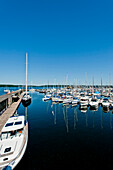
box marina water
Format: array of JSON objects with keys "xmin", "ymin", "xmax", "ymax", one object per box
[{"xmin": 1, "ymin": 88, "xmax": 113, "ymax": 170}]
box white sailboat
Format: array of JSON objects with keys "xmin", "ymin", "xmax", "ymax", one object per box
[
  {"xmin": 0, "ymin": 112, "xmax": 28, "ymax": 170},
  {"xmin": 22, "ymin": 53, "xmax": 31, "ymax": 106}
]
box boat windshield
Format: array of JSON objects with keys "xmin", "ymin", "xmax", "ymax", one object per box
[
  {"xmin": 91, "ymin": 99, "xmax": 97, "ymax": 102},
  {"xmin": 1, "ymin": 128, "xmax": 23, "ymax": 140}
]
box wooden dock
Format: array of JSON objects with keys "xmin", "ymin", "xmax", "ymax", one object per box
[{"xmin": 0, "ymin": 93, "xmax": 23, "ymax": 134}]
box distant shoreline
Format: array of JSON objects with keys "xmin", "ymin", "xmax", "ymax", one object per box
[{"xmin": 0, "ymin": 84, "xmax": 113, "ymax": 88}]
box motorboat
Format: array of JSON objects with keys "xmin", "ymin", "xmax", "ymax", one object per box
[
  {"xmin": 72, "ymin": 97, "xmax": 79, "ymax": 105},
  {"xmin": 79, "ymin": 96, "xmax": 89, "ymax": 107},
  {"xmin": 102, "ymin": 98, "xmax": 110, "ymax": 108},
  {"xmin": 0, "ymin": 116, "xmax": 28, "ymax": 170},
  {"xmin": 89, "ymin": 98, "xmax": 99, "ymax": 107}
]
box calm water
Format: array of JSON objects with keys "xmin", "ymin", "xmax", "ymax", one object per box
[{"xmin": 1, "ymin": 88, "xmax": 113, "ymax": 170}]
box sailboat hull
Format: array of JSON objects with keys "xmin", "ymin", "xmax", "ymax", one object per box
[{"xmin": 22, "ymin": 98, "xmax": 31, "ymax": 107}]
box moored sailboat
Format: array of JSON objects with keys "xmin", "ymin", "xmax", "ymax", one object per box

···

EXERCISE
Every entry above is to be set down exactly; the pictures are to be left out.

FINAL ANSWER
box marina water
Format: array of JSON objects with keys "xmin", "ymin", "xmax", "ymax", one object per box
[{"xmin": 1, "ymin": 88, "xmax": 113, "ymax": 170}]
box white sailboat
Format: array of JSON objects with keys "xmin", "ymin", "xmax", "ymax", one object per box
[
  {"xmin": 0, "ymin": 112, "xmax": 28, "ymax": 170},
  {"xmin": 22, "ymin": 53, "xmax": 31, "ymax": 106}
]
box boat windshield
Format: array of JSON objects with keys "xmin", "ymin", "xmax", "ymax", one object per box
[
  {"xmin": 91, "ymin": 99, "xmax": 97, "ymax": 102},
  {"xmin": 1, "ymin": 128, "xmax": 23, "ymax": 140}
]
box wooden dock
Format: array of JSON objects with keys "xmin", "ymin", "xmax", "ymax", one object per box
[{"xmin": 0, "ymin": 93, "xmax": 23, "ymax": 134}]
box distant shoreline
Format: array of JSON objects with keys "xmin", "ymin", "xmax", "ymax", one object per box
[{"xmin": 0, "ymin": 84, "xmax": 113, "ymax": 88}]
box motorboat
Format: array of JSON objects with keys "xmin", "ymin", "xmax", "ymax", one object per box
[
  {"xmin": 72, "ymin": 97, "xmax": 79, "ymax": 105},
  {"xmin": 79, "ymin": 96, "xmax": 89, "ymax": 107},
  {"xmin": 102, "ymin": 98, "xmax": 110, "ymax": 108},
  {"xmin": 0, "ymin": 116, "xmax": 28, "ymax": 170},
  {"xmin": 89, "ymin": 98, "xmax": 99, "ymax": 107}
]
box calm water
Format: array of JSON objects with keys "xmin", "ymin", "xmax", "ymax", one object per box
[{"xmin": 1, "ymin": 88, "xmax": 113, "ymax": 170}]
box sailboat hull
Format: array of JSON objects with keys "xmin", "ymin", "xmax", "ymax", one object per box
[{"xmin": 22, "ymin": 98, "xmax": 31, "ymax": 107}]
box moored sailboat
Format: array of JSON objects with keys "xmin", "ymin", "xmax", "ymax", one object per box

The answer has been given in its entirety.